(Data items)
++++++++++++++++++++

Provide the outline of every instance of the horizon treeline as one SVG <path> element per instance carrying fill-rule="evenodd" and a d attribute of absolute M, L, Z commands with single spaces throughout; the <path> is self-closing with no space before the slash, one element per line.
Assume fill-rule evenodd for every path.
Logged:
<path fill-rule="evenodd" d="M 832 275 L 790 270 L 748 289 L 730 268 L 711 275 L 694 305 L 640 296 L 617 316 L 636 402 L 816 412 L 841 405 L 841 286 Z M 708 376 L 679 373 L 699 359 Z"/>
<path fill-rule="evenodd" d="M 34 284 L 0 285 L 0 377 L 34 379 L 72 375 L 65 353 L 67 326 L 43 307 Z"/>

++++++++++++++++++++

Reproduce every one of the lines above word for word.

• [Correct output]
Provide the outline of every instance of the horizon treeline as one SVG <path> element per instance carrying fill-rule="evenodd" and a d attribute of absolute M, L, Z commands with single spaces throughout; the <path> is self-closing with no space before the slash, one element per line.
Assume fill-rule evenodd for every path.
Logged:
<path fill-rule="evenodd" d="M 832 275 L 790 270 L 748 289 L 730 268 L 711 275 L 694 305 L 640 296 L 617 316 L 636 402 L 816 412 L 841 405 L 841 286 Z M 708 376 L 679 373 L 699 359 Z"/>
<path fill-rule="evenodd" d="M 34 284 L 0 285 L 0 377 L 34 379 L 72 375 L 65 353 L 67 326 L 43 307 Z"/>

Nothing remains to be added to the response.